▶ Exercise
Output everything in the records below, from the line containing "of the <item>city" down to the line containing "122 48 L 122", both included, as a JSON list of strings with one string per line. Omit blank lines.

Segmentation dataset records
== == ==

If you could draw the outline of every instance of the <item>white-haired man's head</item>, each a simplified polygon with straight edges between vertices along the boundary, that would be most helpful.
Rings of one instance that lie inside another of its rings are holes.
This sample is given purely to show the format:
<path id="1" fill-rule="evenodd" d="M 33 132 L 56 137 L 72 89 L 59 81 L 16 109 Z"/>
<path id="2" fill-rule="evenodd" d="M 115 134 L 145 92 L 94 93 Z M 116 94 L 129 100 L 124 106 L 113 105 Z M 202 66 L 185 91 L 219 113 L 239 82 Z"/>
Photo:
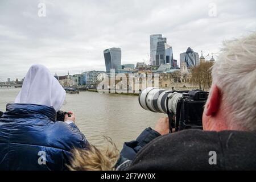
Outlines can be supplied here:
<path id="1" fill-rule="evenodd" d="M 204 129 L 256 130 L 256 32 L 224 46 L 212 69 Z"/>

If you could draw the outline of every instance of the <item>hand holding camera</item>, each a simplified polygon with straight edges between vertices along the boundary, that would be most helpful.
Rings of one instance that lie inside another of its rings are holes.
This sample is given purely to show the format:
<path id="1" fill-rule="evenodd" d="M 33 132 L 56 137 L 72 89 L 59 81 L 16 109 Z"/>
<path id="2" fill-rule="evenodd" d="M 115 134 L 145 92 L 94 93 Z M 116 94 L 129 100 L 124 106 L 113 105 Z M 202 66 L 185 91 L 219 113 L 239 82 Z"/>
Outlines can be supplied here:
<path id="1" fill-rule="evenodd" d="M 68 111 L 65 112 L 62 110 L 59 110 L 57 112 L 57 121 L 72 121 L 75 122 L 76 117 L 75 114 L 73 112 Z"/>
<path id="2" fill-rule="evenodd" d="M 65 118 L 64 121 L 72 121 L 75 123 L 75 120 L 76 119 L 76 117 L 75 116 L 75 114 L 71 111 L 68 111 L 68 113 L 65 113 Z"/>

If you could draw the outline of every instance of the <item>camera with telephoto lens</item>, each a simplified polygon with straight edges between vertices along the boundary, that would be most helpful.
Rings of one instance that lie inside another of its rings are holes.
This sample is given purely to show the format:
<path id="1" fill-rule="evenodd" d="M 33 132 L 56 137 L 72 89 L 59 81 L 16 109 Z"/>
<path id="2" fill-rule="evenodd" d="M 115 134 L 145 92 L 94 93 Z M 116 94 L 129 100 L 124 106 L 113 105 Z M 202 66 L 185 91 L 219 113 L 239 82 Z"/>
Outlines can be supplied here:
<path id="1" fill-rule="evenodd" d="M 201 90 L 170 91 L 150 87 L 141 92 L 139 102 L 144 109 L 168 114 L 170 132 L 203 129 L 204 106 L 209 93 Z"/>
<path id="2" fill-rule="evenodd" d="M 71 117 L 71 114 L 68 112 L 59 110 L 56 113 L 56 120 L 59 121 L 64 121 L 65 119 L 65 115 L 68 114 L 69 117 Z"/>
<path id="3" fill-rule="evenodd" d="M 1 117 L 3 114 L 3 113 L 1 111 L 0 111 L 0 117 Z"/>

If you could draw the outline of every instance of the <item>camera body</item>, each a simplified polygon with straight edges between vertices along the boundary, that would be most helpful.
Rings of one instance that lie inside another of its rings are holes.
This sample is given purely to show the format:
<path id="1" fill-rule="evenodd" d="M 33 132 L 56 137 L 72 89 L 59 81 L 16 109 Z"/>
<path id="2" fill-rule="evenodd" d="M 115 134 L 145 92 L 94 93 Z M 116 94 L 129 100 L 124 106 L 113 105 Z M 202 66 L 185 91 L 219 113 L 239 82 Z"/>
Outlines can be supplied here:
<path id="1" fill-rule="evenodd" d="M 56 120 L 59 121 L 64 121 L 65 119 L 65 115 L 68 114 L 68 117 L 71 117 L 70 114 L 68 112 L 63 111 L 62 110 L 59 110 L 56 113 Z"/>
<path id="2" fill-rule="evenodd" d="M 202 116 L 208 92 L 201 90 L 179 91 L 182 97 L 177 102 L 176 112 L 167 113 L 175 131 L 189 129 L 203 129 Z M 175 114 L 176 113 L 176 114 Z"/>
<path id="3" fill-rule="evenodd" d="M 148 88 L 141 92 L 139 102 L 146 110 L 166 113 L 170 131 L 203 129 L 204 106 L 209 93 L 201 90 L 170 91 Z"/>

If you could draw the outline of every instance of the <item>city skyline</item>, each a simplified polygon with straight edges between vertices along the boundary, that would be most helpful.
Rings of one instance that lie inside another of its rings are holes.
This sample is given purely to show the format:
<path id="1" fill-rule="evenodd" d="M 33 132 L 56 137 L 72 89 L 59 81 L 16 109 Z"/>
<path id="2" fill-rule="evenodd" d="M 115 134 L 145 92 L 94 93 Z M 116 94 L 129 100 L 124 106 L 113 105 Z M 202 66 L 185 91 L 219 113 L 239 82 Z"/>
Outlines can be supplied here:
<path id="1" fill-rule="evenodd" d="M 122 48 L 122 64 L 148 64 L 149 36 L 157 34 L 167 39 L 179 65 L 188 47 L 206 56 L 218 52 L 224 40 L 256 29 L 255 1 L 215 1 L 213 16 L 212 2 L 46 0 L 46 16 L 39 17 L 39 2 L 1 1 L 0 82 L 22 78 L 35 63 L 59 75 L 105 71 L 108 47 Z"/>

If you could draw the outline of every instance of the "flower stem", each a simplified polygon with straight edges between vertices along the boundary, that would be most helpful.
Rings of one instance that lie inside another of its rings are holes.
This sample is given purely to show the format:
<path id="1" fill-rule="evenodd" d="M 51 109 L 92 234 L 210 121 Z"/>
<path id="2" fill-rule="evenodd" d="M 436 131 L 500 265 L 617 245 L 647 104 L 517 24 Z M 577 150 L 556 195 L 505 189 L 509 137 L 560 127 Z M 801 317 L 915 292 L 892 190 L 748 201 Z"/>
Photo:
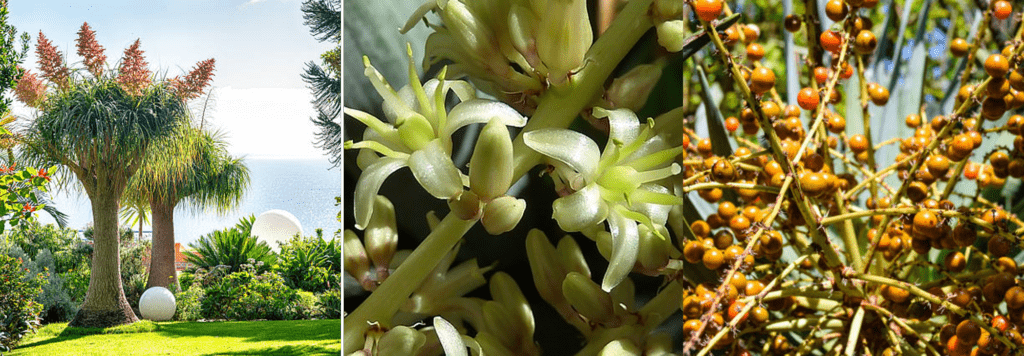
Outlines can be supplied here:
<path id="1" fill-rule="evenodd" d="M 605 80 L 653 25 L 647 10 L 653 0 L 631 1 L 608 30 L 587 52 L 582 68 L 566 85 L 551 88 L 540 98 L 534 117 L 513 142 L 513 176 L 521 177 L 541 162 L 537 151 L 526 147 L 523 133 L 543 128 L 565 128 L 603 88 Z M 390 323 L 391 317 L 437 262 L 475 224 L 449 215 L 413 252 L 395 272 L 384 280 L 344 321 L 344 354 L 362 347 L 370 322 Z"/>
<path id="2" fill-rule="evenodd" d="M 512 142 L 513 176 L 520 177 L 541 161 L 541 153 L 523 142 L 523 134 L 545 128 L 565 128 L 603 89 L 604 80 L 618 65 L 633 44 L 653 25 L 647 10 L 653 0 L 630 1 L 608 30 L 587 51 L 579 72 L 566 84 L 551 87 L 539 98 L 537 110 Z"/>
<path id="3" fill-rule="evenodd" d="M 370 298 L 345 317 L 344 354 L 350 354 L 362 347 L 364 333 L 371 322 L 390 324 L 391 317 L 406 303 L 409 296 L 420 287 L 437 262 L 452 251 L 452 248 L 462 239 L 462 235 L 475 223 L 475 220 L 462 220 L 451 214 L 444 217 L 444 220 L 441 220 L 423 243 L 409 255 L 401 266 L 385 279 Z"/>

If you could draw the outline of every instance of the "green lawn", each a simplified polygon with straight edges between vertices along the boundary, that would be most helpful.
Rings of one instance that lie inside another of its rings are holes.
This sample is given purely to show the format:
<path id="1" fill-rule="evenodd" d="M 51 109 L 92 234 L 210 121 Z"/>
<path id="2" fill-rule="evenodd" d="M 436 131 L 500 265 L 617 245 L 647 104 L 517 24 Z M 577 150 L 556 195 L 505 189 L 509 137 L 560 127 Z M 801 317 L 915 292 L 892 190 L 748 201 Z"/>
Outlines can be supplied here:
<path id="1" fill-rule="evenodd" d="M 338 355 L 341 320 L 148 322 L 110 329 L 49 324 L 10 355 Z"/>

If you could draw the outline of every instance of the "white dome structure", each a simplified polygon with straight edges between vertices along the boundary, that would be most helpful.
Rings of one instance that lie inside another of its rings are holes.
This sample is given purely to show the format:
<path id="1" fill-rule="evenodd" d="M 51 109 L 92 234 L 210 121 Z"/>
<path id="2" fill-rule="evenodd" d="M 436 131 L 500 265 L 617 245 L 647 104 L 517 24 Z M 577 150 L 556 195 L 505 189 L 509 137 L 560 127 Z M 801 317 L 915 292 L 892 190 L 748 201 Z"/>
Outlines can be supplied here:
<path id="1" fill-rule="evenodd" d="M 287 241 L 296 234 L 302 235 L 302 224 L 292 213 L 284 210 L 270 210 L 256 217 L 249 234 L 266 241 L 273 251 L 279 251 L 281 249 L 280 242 Z"/>
<path id="2" fill-rule="evenodd" d="M 175 300 L 171 291 L 154 286 L 142 293 L 138 299 L 138 311 L 142 318 L 153 321 L 170 320 L 174 316 Z"/>

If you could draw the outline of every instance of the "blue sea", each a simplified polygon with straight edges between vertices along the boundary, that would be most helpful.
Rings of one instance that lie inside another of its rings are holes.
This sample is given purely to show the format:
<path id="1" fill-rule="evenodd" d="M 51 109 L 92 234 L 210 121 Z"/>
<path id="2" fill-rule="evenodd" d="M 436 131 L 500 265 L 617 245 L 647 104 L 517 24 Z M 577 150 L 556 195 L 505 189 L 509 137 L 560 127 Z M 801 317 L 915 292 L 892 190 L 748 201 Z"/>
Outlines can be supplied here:
<path id="1" fill-rule="evenodd" d="M 245 163 L 251 180 L 242 204 L 225 215 L 178 205 L 174 212 L 177 242 L 187 246 L 204 234 L 233 226 L 243 217 L 274 209 L 295 215 L 306 235 L 323 228 L 325 237 L 330 237 L 341 226 L 337 219 L 340 207 L 335 206 L 335 196 L 341 191 L 341 169 L 331 168 L 327 159 L 246 159 Z M 52 198 L 54 206 L 69 215 L 68 227 L 83 229 L 92 223 L 92 209 L 84 192 L 55 192 Z M 53 222 L 46 213 L 37 213 L 37 217 L 43 223 Z M 138 225 L 133 229 L 137 231 Z M 150 229 L 148 224 L 143 227 L 144 231 Z"/>

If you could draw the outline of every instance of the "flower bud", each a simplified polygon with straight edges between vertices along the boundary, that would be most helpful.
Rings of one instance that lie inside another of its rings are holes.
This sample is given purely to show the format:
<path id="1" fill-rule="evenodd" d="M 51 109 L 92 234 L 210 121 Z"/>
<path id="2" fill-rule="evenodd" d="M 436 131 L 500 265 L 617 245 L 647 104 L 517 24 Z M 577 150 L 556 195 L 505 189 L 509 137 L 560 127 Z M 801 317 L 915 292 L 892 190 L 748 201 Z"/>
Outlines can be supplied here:
<path id="1" fill-rule="evenodd" d="M 662 79 L 663 68 L 665 61 L 658 60 L 652 64 L 637 65 L 622 77 L 615 78 L 605 93 L 605 97 L 612 105 L 611 108 L 629 108 L 633 112 L 643 108 L 654 85 Z"/>
<path id="2" fill-rule="evenodd" d="M 480 219 L 480 223 L 487 230 L 487 233 L 492 235 L 502 234 L 515 228 L 525 211 L 526 201 L 513 196 L 502 196 L 490 201 L 483 207 L 483 217 Z"/>
<path id="3" fill-rule="evenodd" d="M 475 220 L 480 217 L 480 198 L 472 190 L 465 190 L 449 199 L 449 209 L 459 219 Z"/>
<path id="4" fill-rule="evenodd" d="M 377 342 L 377 355 L 415 355 L 426 343 L 422 332 L 409 326 L 395 326 Z"/>
<path id="5" fill-rule="evenodd" d="M 466 344 L 462 342 L 462 333 L 440 316 L 434 317 L 434 330 L 437 332 L 437 340 L 441 343 L 445 355 L 466 356 Z"/>
<path id="6" fill-rule="evenodd" d="M 377 195 L 370 224 L 362 233 L 364 243 L 370 260 L 377 267 L 377 280 L 388 276 L 388 266 L 398 247 L 398 228 L 394 219 L 394 206 L 384 195 Z"/>
<path id="7" fill-rule="evenodd" d="M 657 44 L 673 53 L 683 49 L 683 45 L 686 44 L 686 37 L 683 36 L 686 33 L 686 26 L 683 25 L 683 20 L 665 21 L 655 25 L 655 28 L 657 28 Z"/>
<path id="8" fill-rule="evenodd" d="M 510 322 L 515 325 L 516 344 L 515 348 L 522 343 L 532 344 L 534 340 L 534 313 L 530 311 L 526 297 L 522 295 L 519 285 L 508 273 L 497 272 L 490 276 L 490 298 L 499 303 L 509 313 Z M 484 305 L 484 313 L 487 306 Z M 500 331 L 501 329 L 495 329 Z"/>
<path id="9" fill-rule="evenodd" d="M 469 160 L 469 188 L 483 203 L 504 195 L 512 185 L 512 138 L 497 118 L 483 127 Z M 518 220 L 518 219 L 517 219 Z"/>
<path id="10" fill-rule="evenodd" d="M 583 317 L 600 323 L 614 316 L 611 296 L 587 276 L 569 272 L 562 281 L 562 295 Z"/>
<path id="11" fill-rule="evenodd" d="M 345 252 L 345 272 L 351 274 L 362 284 L 362 288 L 373 291 L 377 288 L 370 275 L 370 259 L 367 258 L 367 251 L 362 248 L 362 241 L 352 230 L 345 230 L 342 234 Z"/>
<path id="12" fill-rule="evenodd" d="M 547 0 L 537 32 L 537 52 L 548 65 L 548 81 L 561 84 L 583 64 L 594 43 L 586 0 Z"/>
<path id="13" fill-rule="evenodd" d="M 656 271 L 665 267 L 669 263 L 672 242 L 663 236 L 668 236 L 669 231 L 662 231 L 662 236 L 658 236 L 645 225 L 640 225 L 639 230 L 640 254 L 637 256 L 637 262 L 647 271 Z"/>
<path id="14" fill-rule="evenodd" d="M 605 345 L 598 356 L 643 355 L 640 348 L 629 339 L 620 339 Z"/>
<path id="15" fill-rule="evenodd" d="M 611 292 L 608 292 L 608 295 L 611 296 L 611 304 L 614 305 L 615 310 L 636 310 L 636 298 L 634 298 L 636 296 L 636 286 L 633 284 L 633 279 L 623 279 L 618 285 L 615 285 L 615 287 L 611 288 Z"/>

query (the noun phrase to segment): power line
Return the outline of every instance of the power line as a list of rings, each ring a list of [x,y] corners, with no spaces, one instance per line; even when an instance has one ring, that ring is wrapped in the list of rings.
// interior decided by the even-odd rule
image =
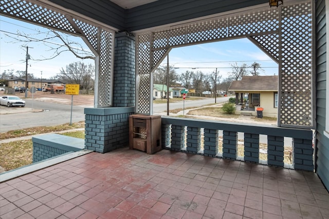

== == ==

▶ Full response
[
  "If you could draw the outline of every instance of the <item>city skyline</item>, each a simplified polygon with straight edges between vertices along the boundary, that would be most helpful.",
  "Rings of one instance that lie inside another of its rings are holes.",
  "This sample is given purely to show the format:",
  "<path id=\"1\" fill-rule=\"evenodd\" d=\"M 33 132 L 56 137 L 72 89 L 59 81 L 16 109 Z\"/>",
  "<path id=\"2\" fill-rule=\"evenodd\" d=\"M 115 134 L 145 92 L 94 93 Z M 116 94 L 129 100 L 124 106 L 113 105 Z M 202 66 L 185 91 L 219 113 L 239 82 Z\"/>",
  "Outlines can be supplied here:",
  "<path id=\"1\" fill-rule=\"evenodd\" d=\"M 122 48 L 122 64 L 148 64 L 149 36 L 157 34 L 167 39 L 179 65 L 188 47 L 206 56 L 218 52 L 224 40 L 256 29 L 255 1 L 215 1 L 213 16 L 212 2 L 46 0 L 46 16 L 39 17 L 39 2 L 1 1 L 0 82 L 22 78 L 35 63 L 59 75 L 105 71 L 108 47 Z\"/>"
]